_Exercise task_: Output every line of the entries below as a Markdown table with two columns, No and Text: No holds the row number and Text holds the line. Skip blank lines and omit the pictures.

_Stored rows_:
====
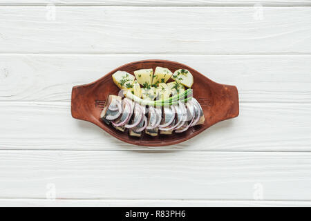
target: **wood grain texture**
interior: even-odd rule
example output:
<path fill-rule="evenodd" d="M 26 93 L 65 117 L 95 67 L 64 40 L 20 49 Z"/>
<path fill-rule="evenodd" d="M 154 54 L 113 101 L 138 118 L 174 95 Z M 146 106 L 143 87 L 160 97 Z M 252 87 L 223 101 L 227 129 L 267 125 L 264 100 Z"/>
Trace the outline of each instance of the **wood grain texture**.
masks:
<path fill-rule="evenodd" d="M 311 153 L 1 151 L 0 162 L 0 198 L 311 200 Z"/>
<path fill-rule="evenodd" d="M 310 0 L 3 0 L 0 6 L 310 6 Z"/>
<path fill-rule="evenodd" d="M 310 55 L 1 55 L 0 102 L 70 102 L 73 86 L 144 59 L 178 61 L 236 85 L 242 103 L 311 103 Z"/>
<path fill-rule="evenodd" d="M 310 201 L 0 199 L 0 206 L 1 207 L 310 207 Z"/>
<path fill-rule="evenodd" d="M 241 104 L 240 116 L 178 145 L 139 147 L 73 119 L 70 103 L 0 103 L 0 148 L 22 150 L 310 151 L 311 104 Z"/>
<path fill-rule="evenodd" d="M 310 53 L 310 7 L 264 8 L 262 19 L 255 11 L 68 6 L 53 20 L 46 7 L 0 7 L 0 52 Z"/>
====
_Response to the exercise_:
| No | Text |
|---|---|
| 1 | target: **wood grain texture** |
| 2 | interior: even-odd rule |
| 3 | example output: |
| 4 | <path fill-rule="evenodd" d="M 26 93 L 65 117 L 95 67 L 64 40 L 20 49 Z"/> |
| 5 | <path fill-rule="evenodd" d="M 154 54 L 113 101 L 138 118 L 174 95 Z M 146 106 L 143 87 L 160 97 Z M 252 87 L 223 101 L 227 129 L 267 125 L 264 100 Z"/> |
| 6 | Trace the outline of each instance of the **wood grain texture**. |
| 7 | masks: |
| 8 | <path fill-rule="evenodd" d="M 311 153 L 1 151 L 0 162 L 0 198 L 311 200 Z"/> |
| 9 | <path fill-rule="evenodd" d="M 310 0 L 3 0 L 0 6 L 310 6 Z"/> |
| 10 | <path fill-rule="evenodd" d="M 310 55 L 1 55 L 0 102 L 70 102 L 73 86 L 144 59 L 178 61 L 236 85 L 242 103 L 311 103 Z"/> |
| 11 | <path fill-rule="evenodd" d="M 310 201 L 0 199 L 0 206 L 1 207 L 310 207 Z"/> |
| 12 | <path fill-rule="evenodd" d="M 241 104 L 240 116 L 178 145 L 139 147 L 73 119 L 70 103 L 0 103 L 0 148 L 22 150 L 310 151 L 311 104 Z"/> |
| 13 | <path fill-rule="evenodd" d="M 310 53 L 310 7 L 264 8 L 262 19 L 255 11 L 68 6 L 53 20 L 46 7 L 0 7 L 0 52 Z"/> |